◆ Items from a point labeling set
————

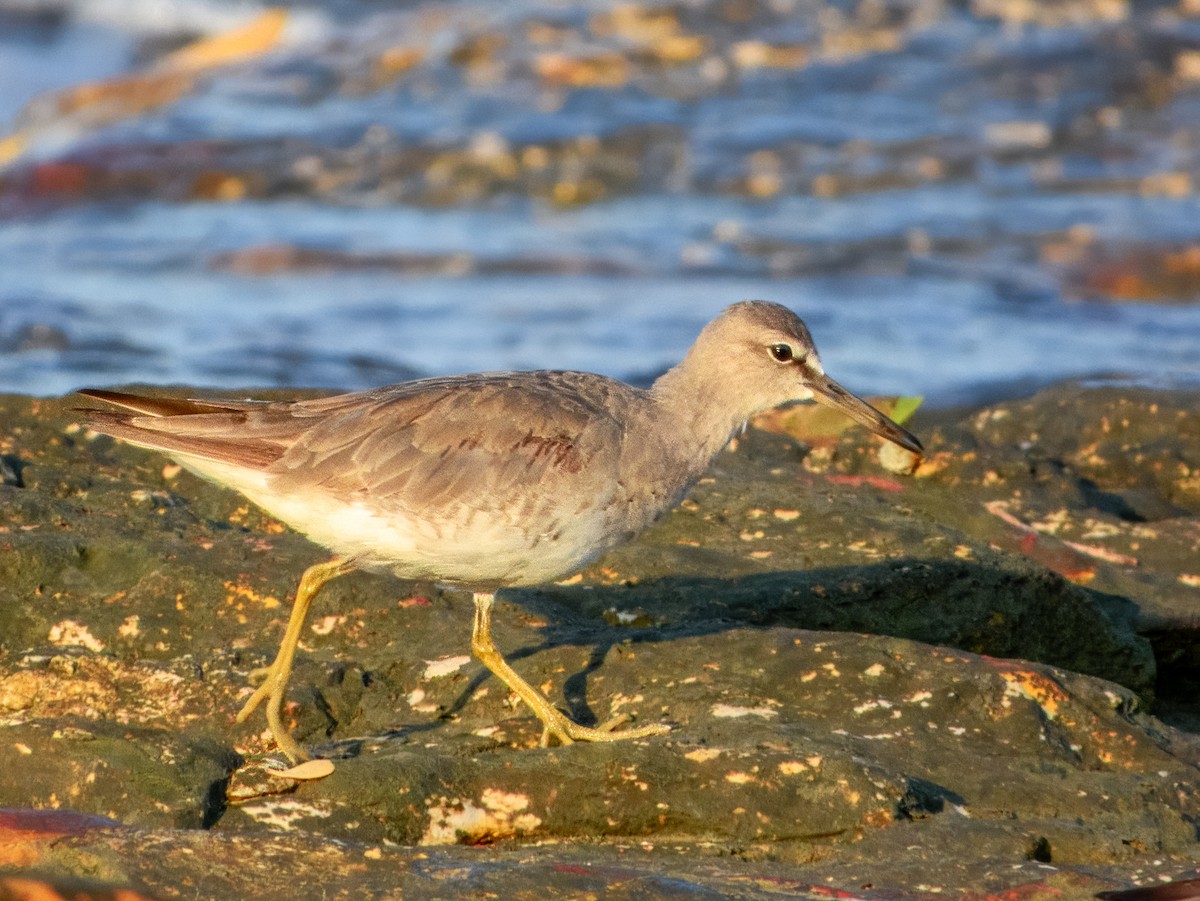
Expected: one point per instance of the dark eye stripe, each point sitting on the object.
(781, 353)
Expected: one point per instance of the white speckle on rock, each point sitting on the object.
(444, 666)
(72, 631)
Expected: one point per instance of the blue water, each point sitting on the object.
(934, 287)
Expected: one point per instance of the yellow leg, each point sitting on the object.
(280, 671)
(555, 724)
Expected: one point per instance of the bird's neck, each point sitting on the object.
(700, 407)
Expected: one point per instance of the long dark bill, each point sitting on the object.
(831, 394)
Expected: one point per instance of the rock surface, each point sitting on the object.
(1005, 638)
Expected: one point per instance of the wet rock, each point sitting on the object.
(912, 743)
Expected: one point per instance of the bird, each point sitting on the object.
(490, 480)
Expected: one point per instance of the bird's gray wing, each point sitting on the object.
(499, 442)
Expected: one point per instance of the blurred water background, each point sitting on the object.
(965, 200)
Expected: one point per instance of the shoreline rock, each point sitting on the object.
(913, 744)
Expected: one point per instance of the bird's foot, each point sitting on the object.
(567, 732)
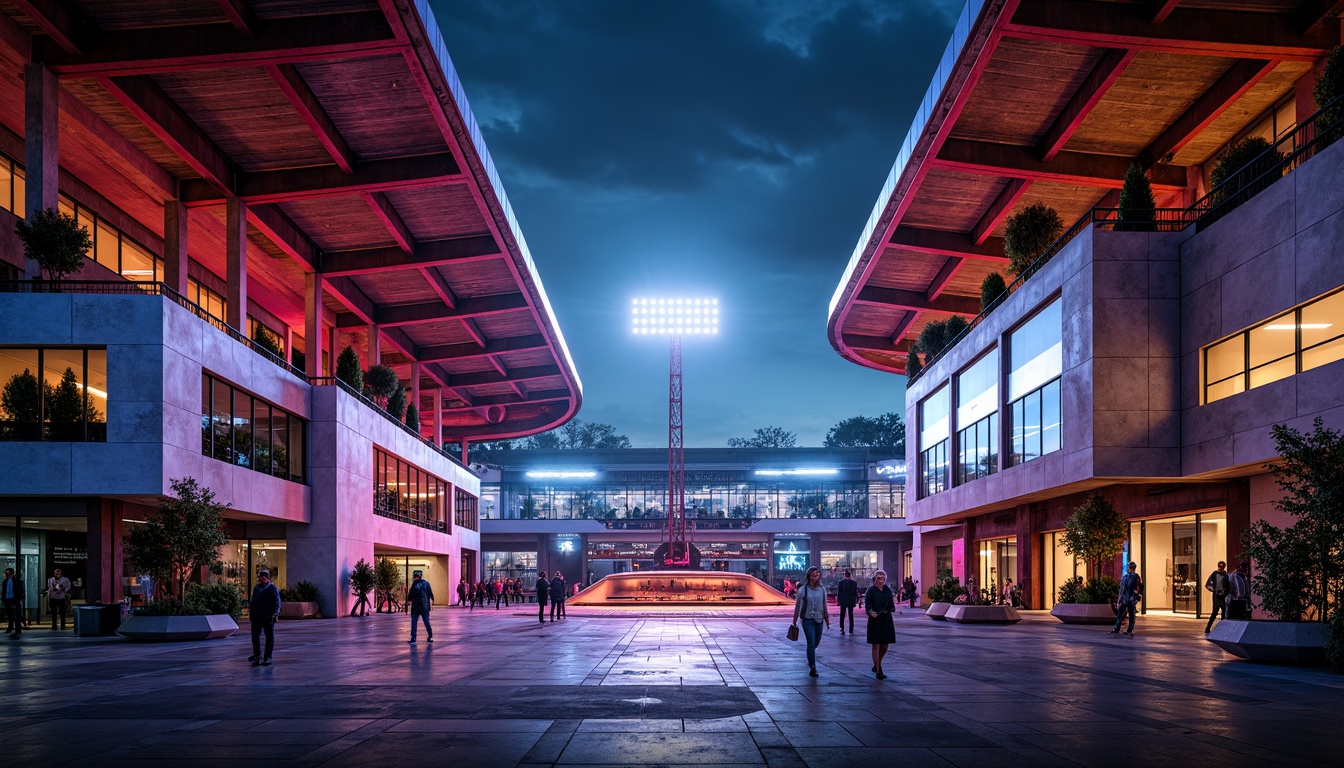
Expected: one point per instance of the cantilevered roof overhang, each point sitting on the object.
(1051, 101)
(344, 128)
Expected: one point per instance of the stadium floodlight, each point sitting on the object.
(675, 316)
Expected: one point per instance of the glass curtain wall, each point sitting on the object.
(1035, 365)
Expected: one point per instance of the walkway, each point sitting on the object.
(497, 689)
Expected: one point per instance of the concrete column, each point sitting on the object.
(40, 158)
(175, 245)
(313, 323)
(235, 252)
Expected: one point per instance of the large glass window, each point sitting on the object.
(934, 437)
(51, 393)
(1301, 339)
(243, 429)
(977, 416)
(1035, 365)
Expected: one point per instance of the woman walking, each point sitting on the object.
(882, 631)
(811, 605)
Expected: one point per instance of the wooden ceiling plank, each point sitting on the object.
(428, 254)
(1239, 78)
(1078, 168)
(311, 110)
(1092, 90)
(211, 46)
(1195, 31)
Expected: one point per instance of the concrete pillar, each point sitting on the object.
(313, 323)
(235, 252)
(175, 245)
(42, 168)
(375, 346)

————

◆ GIVEN TASK
Update the items above by replacing "sitting on" with "placed on" wherever it occurs, keeping everything else the same. Leave the pictures out of your answer.

◆ ANSWER TO THE EXERCISE
Expected: one point per instance of the dark eye stripe, each point placed on the object.
(781, 353)
Expected: one point per instance of the white speckle on rock, each point placed on the object.
(444, 666)
(72, 631)
Expected: one point per instance of the blue water, each point placed on the object.
(934, 287)
Expected: one point per instance of the yellow leg, each point placed on the object.
(280, 671)
(555, 724)
Expected: one point per instance of the bird's neck, each point placed on the object.
(700, 407)
Expected: one point per instance of the long dark bill, each point placed on the object.
(831, 394)
Expected: one point per instance of the rock surface, each point placed on the object.
(1005, 638)
Expected: one point per instance of the wet rock, each point placed on the object.
(912, 743)
Expected: one point per instance of the bird, each point placed on the object.
(490, 480)
Expected: one point per instance of the bird's gray wing, each point placed on the object.
(499, 442)
Expected: one point per instance of the blurred water background, each point placed on the object.
(965, 200)
Expected: one point per instance of the shoreline rock, each point placed on the object.
(913, 744)
Expected: one point per instance of the bird's foot, each point placed on the object.
(567, 732)
Expected: one point per instance of the cantilevered roof overhang, each point placed on the object.
(1051, 101)
(344, 128)
Expected: one point per instance of the stadium floodlight, each point placed on the object.
(675, 316)
Expected: one point per instance of the glass curtain wall, each point placed on the object.
(1035, 365)
Expected: one point per instance of the walkway, each point placed on the object.
(497, 689)
Expected: one point per instance of the concrete column, each point placed on the object.
(40, 158)
(175, 245)
(313, 323)
(235, 252)
Expected: one point per instance of the large glass window, each point placed on the object.
(934, 437)
(51, 393)
(1301, 339)
(243, 429)
(977, 416)
(1035, 365)
Expected: one point per instance of the woman walking, each point placed on the object.
(882, 631)
(811, 605)
Expected: one point per instance of the wooden ceiling plank, each point placed on the object.
(428, 254)
(1239, 78)
(1078, 168)
(311, 110)
(1092, 90)
(211, 46)
(1195, 31)
Expected: one point per instance of the concrete pillar, each point placed on the object.
(313, 323)
(235, 252)
(175, 245)
(42, 168)
(375, 346)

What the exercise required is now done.